*EXERCISE TASKS*
A - In the passage on investment funds, reproduce the stretch from "Balanced and Growth" through "are the advantage.", swapping "Dow Jones" for "DJIA".
B - According to the passage on investment funds, which index does SPDR track?
C - Pick up the passage on investment funds after its final sentence and extend it.

*PASSAGE PROVIDED*
╔══
Exchange Traded Funds

The Exchange Traded Funds are a basket of stocks and trade like a normal security on exchanges tracking index much like index funds. The prices of the ETFs are determined by market forces and thus no NAVs can be fixed. The advantages of ETFs include buying and selling like you can do with any stock traded on the exchange not excluding short selling while you enjoy the diversification of an index fund. There no fees/loads on these funds other than the commission you pay to the broker. There are many popular funds in this class and one of them is SPDR that tracks S&P 500 index.

 

Other Types of Mutual Funds That Invest In Multiple Sectors

Money Market Funds

A conservative and short term allocation of funds that yield moderate returns but the funds emphasize on preservation of capital.

Balanced and Growth Funds

A relatively aggressive fund that focuses on higher returns and capital appreciation. Another important feature of this type of funds is they are highly diversified reducing market risks

Index Funds

Goal of index funds is to match the market performance by investing on index heavy weights. This can be a bond index fund or a stock index fund. For the latter type Dow Jones is an example and they follow the 30 stock index. Low expenses are the advantage.

Combination Funds

There are a number of combination funds available in the market. For income you have income funds that invest in mainly government bonds and some times in private sector debt instruments too. These are also called as bond mutual funds. The aim of such funds is to provide a guaranteed regular income to investors. The values of units/shares are determined by the fluctuating rates of interest. Higher the rate of interest on the bond instruments higher is the price of shares. There is a whole host of options in the category with multiple combinations to choose from.
╚══
*EXTRACTED ENTRIES*
╔══
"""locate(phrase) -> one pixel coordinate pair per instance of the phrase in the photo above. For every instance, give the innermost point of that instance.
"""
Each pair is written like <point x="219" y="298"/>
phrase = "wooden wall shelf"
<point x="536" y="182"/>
╚══
*RESULTS BY TASK*
A -
Balanced and Growth Funds

A relatively aggressive fund that focuses on higher returns and capital appreciation. Another important feature of this type of funds is they are highly diversified reducing market risks

Index Funds

Goal of index funds is to match the market performance by investing on index heavy weights. This can be a bond index fund or a stock index fund. For the latter type DJIA is an example and they follow the 30 stock index. Low expenses are the advantage.

B - The S&P 500 index.

C -
Pure Stock Funds

The main type of funds under this category are aggressive ones and the first concentrates on growth by investing in such companies that have potential to an explosive growth. You should not forget that other side of high growth potential is high risk element. These funds do not usually pay dividends at all. Buying them is at your risk of going bankrupt of the entire fund. The other types include, funds invested in large caps stocks, mid stocks where in their share value is stable or the fluctuation is minor. On the flip side the dividends paid by such companies are not usually attractive.

Growth Funds and Growth and Income Funds

Growth funds concentrate on bigger growth potential but keeping an eye on the dividend income too. The asset allocation in growth funds is spread on both but with skewness in favor of instruments of high returns. Certain safety factors are in built in to the allocation mechanism here. This is recommendable depending on your risk exposure limit. On the other hand growth and income funds emphasize more on appreciation of the capital employed and dividend income than investing in high growth companies. This is recommendable when your objective is not high returns in a short term but a steady income and a growth in the principle over a period of time.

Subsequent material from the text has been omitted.